> [Provided material]:
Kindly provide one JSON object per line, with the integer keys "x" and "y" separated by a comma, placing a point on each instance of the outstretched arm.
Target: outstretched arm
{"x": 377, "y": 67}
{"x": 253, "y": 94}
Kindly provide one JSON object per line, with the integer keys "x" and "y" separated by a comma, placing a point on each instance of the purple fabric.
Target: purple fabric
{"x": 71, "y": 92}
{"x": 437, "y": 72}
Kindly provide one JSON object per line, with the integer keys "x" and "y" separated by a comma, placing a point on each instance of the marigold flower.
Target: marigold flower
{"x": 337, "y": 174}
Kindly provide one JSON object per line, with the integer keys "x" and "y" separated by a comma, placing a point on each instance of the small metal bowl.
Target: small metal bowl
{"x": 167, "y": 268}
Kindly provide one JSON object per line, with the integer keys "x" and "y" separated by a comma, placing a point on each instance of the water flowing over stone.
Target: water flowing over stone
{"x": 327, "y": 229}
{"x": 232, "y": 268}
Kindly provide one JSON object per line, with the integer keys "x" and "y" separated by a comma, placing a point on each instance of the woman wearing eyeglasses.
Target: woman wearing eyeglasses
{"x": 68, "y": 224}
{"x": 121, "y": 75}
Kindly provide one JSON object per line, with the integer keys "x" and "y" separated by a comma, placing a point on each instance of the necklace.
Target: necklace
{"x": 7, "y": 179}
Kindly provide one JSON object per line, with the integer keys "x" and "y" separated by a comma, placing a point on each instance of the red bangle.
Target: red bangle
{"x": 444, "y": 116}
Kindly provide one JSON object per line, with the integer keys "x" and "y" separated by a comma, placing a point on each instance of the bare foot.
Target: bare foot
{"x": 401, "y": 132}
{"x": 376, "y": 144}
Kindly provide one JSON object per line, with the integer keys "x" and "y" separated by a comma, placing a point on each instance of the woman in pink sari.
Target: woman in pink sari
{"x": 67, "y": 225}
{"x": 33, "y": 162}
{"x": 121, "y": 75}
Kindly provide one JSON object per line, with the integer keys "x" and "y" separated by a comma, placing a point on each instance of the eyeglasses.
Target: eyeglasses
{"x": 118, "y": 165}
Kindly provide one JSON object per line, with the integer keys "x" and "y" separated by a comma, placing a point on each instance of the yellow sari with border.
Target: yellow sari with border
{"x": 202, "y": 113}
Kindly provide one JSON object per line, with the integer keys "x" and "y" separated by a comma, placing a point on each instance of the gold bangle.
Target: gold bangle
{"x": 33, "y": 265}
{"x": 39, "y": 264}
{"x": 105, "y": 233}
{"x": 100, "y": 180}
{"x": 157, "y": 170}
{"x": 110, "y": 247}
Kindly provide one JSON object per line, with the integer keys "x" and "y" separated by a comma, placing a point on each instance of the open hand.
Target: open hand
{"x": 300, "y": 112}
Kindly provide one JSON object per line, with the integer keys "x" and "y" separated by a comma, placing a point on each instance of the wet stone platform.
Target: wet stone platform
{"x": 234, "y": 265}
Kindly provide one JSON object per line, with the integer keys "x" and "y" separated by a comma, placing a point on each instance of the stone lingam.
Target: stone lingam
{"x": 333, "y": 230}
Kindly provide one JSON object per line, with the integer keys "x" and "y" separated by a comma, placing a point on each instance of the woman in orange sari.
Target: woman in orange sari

> [Required work]: Can you rewrite all of the lines above, changing every "sari" to "saree" and keeping everything else the same?

> [Answer to this task]:
Kindly provide one JSON object per line, with the integer keys "x" and "y" separated by a comma, placing a point on each instance of the outstretched arm.
Target: outstretched arm
{"x": 377, "y": 67}
{"x": 253, "y": 94}
Kindly provide one JSON object per line, with the integer keys "x" and "y" separated by a comma, placing a point on each instance of the purple fabric.
Target: purple fabric
{"x": 71, "y": 92}
{"x": 437, "y": 72}
Kindly provide one JSON object per line, with the integer keys "x" and "y" separated by a comma, placing a point on each instance of the marigold flower.
Target: marigold flower
{"x": 337, "y": 174}
Kindly provide one JSON object per line, with the integer keys "x" and "y" separated by a comma, placing a point on each instance of the small metal bowl.
Target: small metal bowl
{"x": 167, "y": 268}
Kindly provide one JSON object per line, with the integer keys "x" and "y" separated by a comma, placing a point on each instance of the water flowing over stone.
Target: water flowing over stone
{"x": 327, "y": 229}
{"x": 232, "y": 268}
Kindly provide one JSON object per line, with the integer keys "x" and "y" separated by a comma, placing a point on each instance of the woman wearing eyeglasses.
Target: woman wearing eyeglasses
{"x": 68, "y": 224}
{"x": 121, "y": 75}
Kindly provide one JSON object per line, with the integer keys "x" and "y" separated by a comma, placing a point on each instance of the necklace.
Target: necklace
{"x": 7, "y": 179}
Kindly provide one JSON object per line, with the integer keys "x" and "y" separated by a comma, placing a point on each instance of the red bangle.
Target: red bangle
{"x": 444, "y": 116}
Kindly provide one JSON object per line, with the integer keys "x" and "y" separated by a comma, placing a point on each instance of the bare foot.
Target: bare foot
{"x": 401, "y": 132}
{"x": 376, "y": 144}
Kindly provide one JSON object per line, with the integer keys "x" and "y" separated by a comma, placing a point on each instance of the woman in pink saree.
Target: woman in pink saree
{"x": 67, "y": 225}
{"x": 33, "y": 162}
{"x": 121, "y": 75}
Kindly provide one JSON object per line, with the integer keys "x" and "y" separated by a comma, placing a point on each instance of the eyeglasses.
Target: eyeglasses
{"x": 118, "y": 165}
Kindly provide one JSON object per line, with the integer keys "x" and "y" separated by a comma, placing a point on each instance of the yellow saree with border.
Target: yellow saree with border
{"x": 202, "y": 113}
Kindly provide one JSON object per line, with the integer keys "x" and "y" separated by a comma, placing a point on each instance of the gold bangle.
Target: gold bangle
{"x": 33, "y": 265}
{"x": 39, "y": 264}
{"x": 105, "y": 233}
{"x": 100, "y": 180}
{"x": 157, "y": 170}
{"x": 110, "y": 247}
Kindly provide one JSON object per line, with the integer keys "x" and "y" separated by a comma, placing a point on each instance of the open hand.
Target: open hand
{"x": 300, "y": 112}
Kindly provide one JSON object per line, with the integer keys "x" and "y" separated by a comma, placing a point on each instance of the wet stone platform.
Target: wet stone platform
{"x": 234, "y": 265}
Kindly provide one JSON object per line, with the integer keys "x" and "y" separated by a comma, placing a point on each instance of the stone lingam.
Target: stone lingam
{"x": 333, "y": 230}
Kindly provide one JSON object per line, with the integer keys "x" and "y" separated by a comma, placing a point on each instance of the woman in orange saree.
Target: woman in orange saree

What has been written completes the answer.